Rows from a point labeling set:
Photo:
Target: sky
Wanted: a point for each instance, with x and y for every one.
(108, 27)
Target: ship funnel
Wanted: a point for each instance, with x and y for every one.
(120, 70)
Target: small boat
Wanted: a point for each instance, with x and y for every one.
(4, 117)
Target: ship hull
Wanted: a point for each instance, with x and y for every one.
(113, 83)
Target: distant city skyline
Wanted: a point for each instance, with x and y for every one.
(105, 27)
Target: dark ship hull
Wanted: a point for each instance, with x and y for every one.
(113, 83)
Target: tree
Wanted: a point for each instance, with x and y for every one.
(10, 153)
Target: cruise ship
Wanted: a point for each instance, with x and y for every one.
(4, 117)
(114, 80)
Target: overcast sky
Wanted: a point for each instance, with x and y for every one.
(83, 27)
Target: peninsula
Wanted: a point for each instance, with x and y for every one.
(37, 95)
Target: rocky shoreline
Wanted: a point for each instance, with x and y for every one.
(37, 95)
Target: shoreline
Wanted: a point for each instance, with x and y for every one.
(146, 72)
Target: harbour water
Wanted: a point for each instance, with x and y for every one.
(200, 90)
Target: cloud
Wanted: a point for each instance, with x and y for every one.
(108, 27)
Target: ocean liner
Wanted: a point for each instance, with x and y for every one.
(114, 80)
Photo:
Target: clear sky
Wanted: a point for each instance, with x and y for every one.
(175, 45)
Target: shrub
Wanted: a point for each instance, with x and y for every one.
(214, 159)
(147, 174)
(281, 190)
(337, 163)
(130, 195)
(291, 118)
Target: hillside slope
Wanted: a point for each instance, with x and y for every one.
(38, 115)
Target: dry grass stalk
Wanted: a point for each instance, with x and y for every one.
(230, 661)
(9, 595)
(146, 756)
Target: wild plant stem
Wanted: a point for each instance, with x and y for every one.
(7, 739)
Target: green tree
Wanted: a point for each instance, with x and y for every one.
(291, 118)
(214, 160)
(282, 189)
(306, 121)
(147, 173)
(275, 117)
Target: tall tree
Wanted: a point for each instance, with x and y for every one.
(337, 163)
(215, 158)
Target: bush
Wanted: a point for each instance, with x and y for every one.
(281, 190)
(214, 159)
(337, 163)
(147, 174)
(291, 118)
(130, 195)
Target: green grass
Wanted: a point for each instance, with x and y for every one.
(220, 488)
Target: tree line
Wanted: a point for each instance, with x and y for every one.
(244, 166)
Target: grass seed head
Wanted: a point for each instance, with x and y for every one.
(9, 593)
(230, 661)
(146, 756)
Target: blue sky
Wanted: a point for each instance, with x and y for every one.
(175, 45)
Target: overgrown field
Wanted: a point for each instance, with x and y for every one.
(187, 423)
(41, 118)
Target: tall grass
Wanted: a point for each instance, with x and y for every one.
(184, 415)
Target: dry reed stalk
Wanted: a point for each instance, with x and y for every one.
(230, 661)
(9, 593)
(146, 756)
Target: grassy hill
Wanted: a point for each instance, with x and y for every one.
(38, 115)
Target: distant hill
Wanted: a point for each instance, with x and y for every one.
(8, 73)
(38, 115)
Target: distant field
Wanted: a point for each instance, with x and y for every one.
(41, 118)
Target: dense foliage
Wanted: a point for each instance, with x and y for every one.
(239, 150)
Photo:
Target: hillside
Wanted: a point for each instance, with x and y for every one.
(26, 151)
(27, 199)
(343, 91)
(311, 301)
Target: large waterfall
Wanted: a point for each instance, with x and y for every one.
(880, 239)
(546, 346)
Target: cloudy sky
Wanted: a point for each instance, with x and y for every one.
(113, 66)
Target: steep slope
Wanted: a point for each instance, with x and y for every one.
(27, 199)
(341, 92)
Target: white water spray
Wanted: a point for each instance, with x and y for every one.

## Given instruction
Rewrite all the rows above as a numbered list, one line per item, leaving out any blank lines.

## The completed task
1. Photo:
2. Target: sky
3. Wanted: a point for each instance, with x and y for every one.
4. (108, 27)
5. Target: ship funnel
6. Wanted: a point for each instance, with x and y for every one.
7. (120, 70)
8. Target: small boat
9. Wanted: a point for each instance, with x and y for every one.
10. (4, 117)
11. Target: ship hull
12. Wanted: a point for each instance, with x and y for every one.
13. (113, 83)
14. Target: distant city skyline
15. Wanted: a point for each instance, with x and y for every one.
16. (105, 27)
17. Target: dark ship hull
18. Wanted: a point for each instance, with x and y for every one.
19. (113, 83)
20. Target: tree
21. Wanted: a point for each instance, with x and y for every one.
22. (10, 153)
23. Target: cruise ship
24. Wanted: a point for each instance, with x and y for every one.
25. (4, 117)
26. (114, 80)
27. Target: overcast sky
28. Wanted: a point for each instance, with x and y for every one.
29. (83, 27)
30. Target: peninsula
31. Wanted: a point for each instance, with x and y for every one.
32. (37, 95)
33. Target: rocky shoreline
34. Wanted: a point for each instance, with x and y for every one.
35. (37, 95)
36. Target: shoreline
37. Wanted: a point for each instance, with x and y for every one.
38. (146, 72)
39. Target: harbour water
40. Wanted: a point for each instance, with x and y for every one.
41. (200, 90)
42. Target: cloud
43. Wanted: a point for each instance, with x and y for every one.
44. (108, 27)
45. Target: ocean liner
46. Wanted: a point for each instance, with x and y for every one.
47. (114, 80)
48. Photo:
49. Target: clear sky
50. Wanted: a point for each instance, with x and y for every one.
51. (175, 45)
52. Target: shrub
53. Wanted: a point for each instance, with x and y for every one.
54. (214, 159)
55. (147, 174)
56. (281, 190)
57. (337, 163)
58. (130, 195)
59. (291, 118)
60. Target: hillside slope
61. Wanted: a point for each instance, with x and y for every one.
62. (38, 115)
63. Target: dry grass stalk
64. Wanted: a point for each instance, with x and y for every one.
65. (230, 661)
66. (9, 595)
67. (146, 756)
68. Target: wild plant stem
69. Wanted: a point for each instance, with x and y for every one.
70. (7, 739)
71. Target: green tree
72. Wanted: a point for each instance, with x and y for every one.
73. (291, 118)
74. (214, 160)
75. (282, 189)
76. (306, 121)
77. (147, 173)
78. (275, 117)
79. Target: tall tree
80. Wanted: a point for each instance, with x and y for every one.
81. (337, 163)
82. (215, 158)
83. Target: bush
84. Wanted: a point for each instance, with x and y for every one.
85. (281, 190)
86. (214, 159)
87. (337, 163)
88. (147, 174)
89. (291, 118)
90. (130, 195)
91. Target: green grass
92. Wanted: a point for each instance, with x and y for every one.
93. (220, 488)
94. Target: tree line
95. Wanted: a point for each instance, with x and y for every one.
96. (244, 166)
97. Target: grass seed head
98. Wanted: a point for each instance, with x and y for every one.
99. (9, 593)
100. (230, 661)
101. (146, 756)
102. Target: blue sky
103. Wanted: a point for each instance, with x and y for every one.
104. (175, 45)
105. Target: overgrown field
106. Wanted: a point for each instance, with x and y for every one.
107. (187, 423)
108. (41, 118)
109. Target: tall grass
110. Wanted: a point for each instance, with x and y for every one.
111. (184, 415)
112. Target: dry reed stalk
113. Wanted: a point for each instance, with x and y for every one.
114. (230, 661)
115. (9, 593)
116. (146, 756)
117. Target: grassy hill
118. Wanted: a point for each instance, with x and y for every one.
119. (38, 115)
120. Target: distant hill
121. Wanted: a point for each instance, with x and y for every one.
122. (8, 73)
123. (38, 115)
124. Target: distant field
125. Wanted: a point for each instance, with x and y for every one.
126. (41, 118)
127. Target: dense foliage
128. Wanted: a point for each instance, with x and y for every one.
129. (239, 150)
130. Photo:
131. Target: hillside
132. Wanted: a point for each instance, with x and y for every one.
133. (26, 151)
134. (27, 199)
135. (343, 91)
136. (311, 301)
137. Target: large waterfall
138. Wanted: a point for each instance, with x and y for every one.
139. (880, 239)
140. (546, 346)
141. Target: cloudy sky
142. Wanted: a point for each instance, with x and y for every one.
143. (113, 66)
144. Target: steep slope
145. Wanted: a point for each instance, with x and y for every one.
146. (27, 199)
147. (341, 92)
148. Target: white water spray
149. Wanted: a point for each instance, with x and y for every one.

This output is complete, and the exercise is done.